## [Assigned task]
Filter the records below, keeping only lines with the string "facade".

## [Task inputs]

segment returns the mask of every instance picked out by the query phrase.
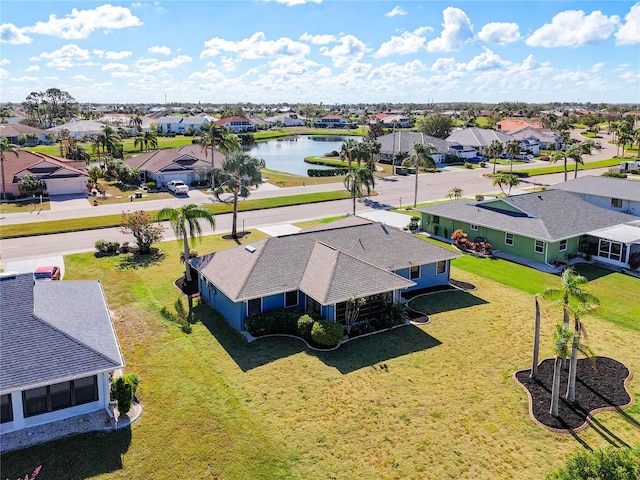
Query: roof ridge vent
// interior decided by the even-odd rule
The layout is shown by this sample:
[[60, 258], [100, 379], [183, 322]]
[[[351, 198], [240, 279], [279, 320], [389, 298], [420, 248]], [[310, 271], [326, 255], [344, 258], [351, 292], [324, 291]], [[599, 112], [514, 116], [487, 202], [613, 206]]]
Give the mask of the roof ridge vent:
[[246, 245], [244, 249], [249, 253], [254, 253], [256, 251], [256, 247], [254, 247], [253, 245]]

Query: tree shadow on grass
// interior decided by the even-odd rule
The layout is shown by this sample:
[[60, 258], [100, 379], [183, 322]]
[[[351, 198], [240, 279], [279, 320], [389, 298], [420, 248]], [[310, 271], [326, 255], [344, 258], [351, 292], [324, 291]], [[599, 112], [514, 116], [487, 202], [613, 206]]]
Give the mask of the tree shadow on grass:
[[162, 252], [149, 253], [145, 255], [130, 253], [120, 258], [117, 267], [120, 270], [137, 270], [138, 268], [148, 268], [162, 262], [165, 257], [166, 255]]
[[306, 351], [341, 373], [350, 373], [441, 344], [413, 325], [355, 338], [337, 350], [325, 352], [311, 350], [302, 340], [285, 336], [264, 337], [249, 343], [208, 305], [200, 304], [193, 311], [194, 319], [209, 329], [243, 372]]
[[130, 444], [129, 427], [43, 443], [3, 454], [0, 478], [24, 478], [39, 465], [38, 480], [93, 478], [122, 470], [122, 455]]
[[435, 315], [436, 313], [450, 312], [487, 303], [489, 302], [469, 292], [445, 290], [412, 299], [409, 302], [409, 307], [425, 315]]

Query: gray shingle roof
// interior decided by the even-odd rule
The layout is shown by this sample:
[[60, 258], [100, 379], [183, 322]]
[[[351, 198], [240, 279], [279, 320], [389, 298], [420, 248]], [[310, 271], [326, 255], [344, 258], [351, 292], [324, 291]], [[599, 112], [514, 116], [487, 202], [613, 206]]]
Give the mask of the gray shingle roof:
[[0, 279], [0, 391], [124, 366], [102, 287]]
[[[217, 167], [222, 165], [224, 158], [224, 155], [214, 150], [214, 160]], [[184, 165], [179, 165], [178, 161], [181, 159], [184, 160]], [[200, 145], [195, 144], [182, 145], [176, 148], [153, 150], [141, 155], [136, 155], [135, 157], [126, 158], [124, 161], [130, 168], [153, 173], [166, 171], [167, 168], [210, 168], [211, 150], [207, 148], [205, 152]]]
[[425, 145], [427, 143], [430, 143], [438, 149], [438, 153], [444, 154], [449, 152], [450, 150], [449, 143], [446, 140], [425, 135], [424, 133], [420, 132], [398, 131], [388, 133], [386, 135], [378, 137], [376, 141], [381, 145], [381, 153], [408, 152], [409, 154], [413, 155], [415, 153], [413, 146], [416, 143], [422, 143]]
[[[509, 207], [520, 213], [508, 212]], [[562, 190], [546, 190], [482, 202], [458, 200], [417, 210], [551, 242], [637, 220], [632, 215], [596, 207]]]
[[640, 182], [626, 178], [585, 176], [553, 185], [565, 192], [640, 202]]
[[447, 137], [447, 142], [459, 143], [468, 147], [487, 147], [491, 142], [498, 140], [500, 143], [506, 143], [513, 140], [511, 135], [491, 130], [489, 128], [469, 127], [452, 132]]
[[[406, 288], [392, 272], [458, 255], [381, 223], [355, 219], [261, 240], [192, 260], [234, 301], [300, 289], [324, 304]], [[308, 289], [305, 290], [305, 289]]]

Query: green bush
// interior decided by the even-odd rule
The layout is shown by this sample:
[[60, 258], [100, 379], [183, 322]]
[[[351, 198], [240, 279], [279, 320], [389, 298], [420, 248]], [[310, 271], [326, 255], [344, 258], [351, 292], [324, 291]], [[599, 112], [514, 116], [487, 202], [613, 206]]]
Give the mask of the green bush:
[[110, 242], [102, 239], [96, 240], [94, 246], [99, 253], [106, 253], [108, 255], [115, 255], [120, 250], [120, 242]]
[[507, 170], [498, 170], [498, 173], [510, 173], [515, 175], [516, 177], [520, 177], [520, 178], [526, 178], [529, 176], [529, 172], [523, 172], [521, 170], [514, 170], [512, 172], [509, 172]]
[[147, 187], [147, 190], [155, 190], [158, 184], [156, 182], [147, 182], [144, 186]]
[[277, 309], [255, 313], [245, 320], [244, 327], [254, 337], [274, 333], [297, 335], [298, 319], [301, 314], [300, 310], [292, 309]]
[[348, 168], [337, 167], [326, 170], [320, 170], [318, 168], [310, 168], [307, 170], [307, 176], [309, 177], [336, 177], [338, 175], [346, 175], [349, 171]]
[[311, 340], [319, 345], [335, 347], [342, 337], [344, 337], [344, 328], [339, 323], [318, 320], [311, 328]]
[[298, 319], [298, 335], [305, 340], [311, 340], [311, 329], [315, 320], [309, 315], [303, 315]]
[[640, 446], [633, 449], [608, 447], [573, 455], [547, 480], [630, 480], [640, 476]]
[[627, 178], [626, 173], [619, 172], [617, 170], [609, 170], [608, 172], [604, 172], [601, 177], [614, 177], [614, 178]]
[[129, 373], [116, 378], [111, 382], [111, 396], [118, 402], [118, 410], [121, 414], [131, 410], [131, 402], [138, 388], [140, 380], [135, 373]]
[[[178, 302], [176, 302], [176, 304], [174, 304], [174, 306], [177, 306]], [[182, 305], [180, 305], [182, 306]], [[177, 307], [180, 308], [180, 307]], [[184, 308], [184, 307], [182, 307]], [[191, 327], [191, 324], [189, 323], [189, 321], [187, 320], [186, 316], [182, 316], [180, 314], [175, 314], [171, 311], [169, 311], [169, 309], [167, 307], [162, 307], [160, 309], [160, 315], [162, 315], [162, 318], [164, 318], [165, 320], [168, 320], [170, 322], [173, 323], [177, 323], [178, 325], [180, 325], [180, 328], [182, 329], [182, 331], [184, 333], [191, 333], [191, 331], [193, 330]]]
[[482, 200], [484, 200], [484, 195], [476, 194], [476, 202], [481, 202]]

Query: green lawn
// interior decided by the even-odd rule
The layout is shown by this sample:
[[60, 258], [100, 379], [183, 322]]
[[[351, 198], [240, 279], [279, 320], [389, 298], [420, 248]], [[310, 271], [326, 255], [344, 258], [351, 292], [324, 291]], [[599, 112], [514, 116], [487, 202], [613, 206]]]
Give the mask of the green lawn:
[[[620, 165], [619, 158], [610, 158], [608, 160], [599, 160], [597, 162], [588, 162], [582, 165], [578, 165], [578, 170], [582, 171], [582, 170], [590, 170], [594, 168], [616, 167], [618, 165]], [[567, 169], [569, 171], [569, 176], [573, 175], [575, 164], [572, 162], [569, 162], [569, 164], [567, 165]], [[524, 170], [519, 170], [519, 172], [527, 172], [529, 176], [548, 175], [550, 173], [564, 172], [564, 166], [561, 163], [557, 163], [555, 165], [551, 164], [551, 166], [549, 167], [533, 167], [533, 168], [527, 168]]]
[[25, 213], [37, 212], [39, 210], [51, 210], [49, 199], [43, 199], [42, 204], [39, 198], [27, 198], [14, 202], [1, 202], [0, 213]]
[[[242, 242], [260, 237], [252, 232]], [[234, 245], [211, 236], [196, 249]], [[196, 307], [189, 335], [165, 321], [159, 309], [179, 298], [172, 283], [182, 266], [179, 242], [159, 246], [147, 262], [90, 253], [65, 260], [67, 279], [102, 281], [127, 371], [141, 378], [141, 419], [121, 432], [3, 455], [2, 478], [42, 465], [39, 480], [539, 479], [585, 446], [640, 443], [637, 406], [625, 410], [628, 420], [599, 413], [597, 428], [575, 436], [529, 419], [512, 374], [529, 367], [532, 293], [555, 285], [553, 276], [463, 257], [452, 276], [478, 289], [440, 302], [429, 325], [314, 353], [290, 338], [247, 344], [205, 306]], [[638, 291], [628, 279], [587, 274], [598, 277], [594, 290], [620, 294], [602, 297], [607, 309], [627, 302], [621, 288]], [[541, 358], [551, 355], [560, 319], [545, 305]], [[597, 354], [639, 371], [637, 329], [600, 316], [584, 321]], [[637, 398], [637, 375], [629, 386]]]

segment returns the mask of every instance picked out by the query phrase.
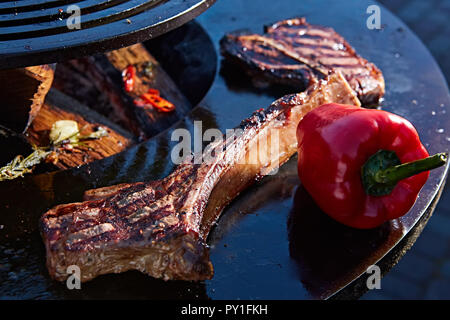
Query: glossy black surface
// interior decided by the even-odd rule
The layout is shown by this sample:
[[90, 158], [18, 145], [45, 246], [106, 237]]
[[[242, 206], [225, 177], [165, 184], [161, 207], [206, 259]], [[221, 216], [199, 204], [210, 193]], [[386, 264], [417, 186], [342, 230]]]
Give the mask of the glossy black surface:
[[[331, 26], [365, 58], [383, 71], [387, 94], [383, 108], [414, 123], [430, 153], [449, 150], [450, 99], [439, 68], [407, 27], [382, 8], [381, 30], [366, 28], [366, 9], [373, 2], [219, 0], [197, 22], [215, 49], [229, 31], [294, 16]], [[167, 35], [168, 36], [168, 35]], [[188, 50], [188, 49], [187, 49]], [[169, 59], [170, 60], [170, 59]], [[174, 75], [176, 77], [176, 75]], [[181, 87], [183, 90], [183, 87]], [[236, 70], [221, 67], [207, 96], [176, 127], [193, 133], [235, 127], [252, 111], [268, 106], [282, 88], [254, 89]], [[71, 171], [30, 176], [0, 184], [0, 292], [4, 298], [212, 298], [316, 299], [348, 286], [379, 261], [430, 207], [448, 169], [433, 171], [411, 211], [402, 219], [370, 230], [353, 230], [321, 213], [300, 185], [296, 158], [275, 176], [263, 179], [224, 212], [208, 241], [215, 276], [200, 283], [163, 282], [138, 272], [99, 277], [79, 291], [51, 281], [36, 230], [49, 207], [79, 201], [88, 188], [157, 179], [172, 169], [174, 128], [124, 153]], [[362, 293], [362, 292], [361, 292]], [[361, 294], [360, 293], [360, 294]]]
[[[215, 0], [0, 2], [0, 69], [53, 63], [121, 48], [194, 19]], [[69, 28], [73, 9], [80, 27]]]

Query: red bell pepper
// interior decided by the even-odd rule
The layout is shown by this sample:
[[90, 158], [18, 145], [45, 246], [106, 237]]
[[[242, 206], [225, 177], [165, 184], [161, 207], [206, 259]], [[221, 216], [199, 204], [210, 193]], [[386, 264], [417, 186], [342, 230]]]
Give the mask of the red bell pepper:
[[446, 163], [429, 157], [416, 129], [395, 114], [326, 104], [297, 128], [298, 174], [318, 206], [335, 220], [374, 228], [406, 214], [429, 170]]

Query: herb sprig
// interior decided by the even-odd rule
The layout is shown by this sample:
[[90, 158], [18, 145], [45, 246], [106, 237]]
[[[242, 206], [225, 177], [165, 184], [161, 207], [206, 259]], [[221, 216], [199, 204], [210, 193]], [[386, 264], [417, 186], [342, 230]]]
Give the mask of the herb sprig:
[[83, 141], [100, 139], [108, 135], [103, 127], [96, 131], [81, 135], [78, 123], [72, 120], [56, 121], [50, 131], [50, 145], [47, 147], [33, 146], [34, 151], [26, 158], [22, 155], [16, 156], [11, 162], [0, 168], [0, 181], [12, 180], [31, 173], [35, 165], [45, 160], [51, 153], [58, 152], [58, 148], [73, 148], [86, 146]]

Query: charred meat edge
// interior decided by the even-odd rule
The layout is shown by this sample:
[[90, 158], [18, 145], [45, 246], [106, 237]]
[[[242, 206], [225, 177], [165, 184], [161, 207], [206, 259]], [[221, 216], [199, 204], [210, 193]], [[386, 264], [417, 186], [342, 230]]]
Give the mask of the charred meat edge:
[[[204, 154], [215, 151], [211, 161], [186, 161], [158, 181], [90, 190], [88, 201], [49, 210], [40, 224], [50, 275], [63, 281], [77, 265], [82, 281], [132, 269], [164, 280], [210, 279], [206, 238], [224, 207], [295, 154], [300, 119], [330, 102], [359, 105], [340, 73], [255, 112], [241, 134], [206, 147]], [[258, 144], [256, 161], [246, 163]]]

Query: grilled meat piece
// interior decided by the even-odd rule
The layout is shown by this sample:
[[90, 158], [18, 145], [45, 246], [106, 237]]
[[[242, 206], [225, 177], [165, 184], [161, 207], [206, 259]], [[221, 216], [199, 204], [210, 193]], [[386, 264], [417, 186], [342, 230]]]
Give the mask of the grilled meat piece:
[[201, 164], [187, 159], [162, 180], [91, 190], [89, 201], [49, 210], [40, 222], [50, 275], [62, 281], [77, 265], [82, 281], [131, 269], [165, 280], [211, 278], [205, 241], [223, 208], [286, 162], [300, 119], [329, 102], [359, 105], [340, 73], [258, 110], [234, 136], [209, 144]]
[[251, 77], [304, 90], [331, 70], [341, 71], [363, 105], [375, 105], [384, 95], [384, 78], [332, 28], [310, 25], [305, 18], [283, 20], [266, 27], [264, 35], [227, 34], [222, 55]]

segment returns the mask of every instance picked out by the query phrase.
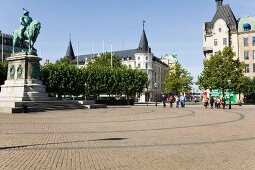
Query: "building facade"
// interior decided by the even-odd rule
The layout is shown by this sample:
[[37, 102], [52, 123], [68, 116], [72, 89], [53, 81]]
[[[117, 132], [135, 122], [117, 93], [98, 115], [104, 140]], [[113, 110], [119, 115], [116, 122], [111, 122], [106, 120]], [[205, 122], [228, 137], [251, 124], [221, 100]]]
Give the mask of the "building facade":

## [Solution to the exercise]
Query: "building facade"
Give the mask of the "building facade":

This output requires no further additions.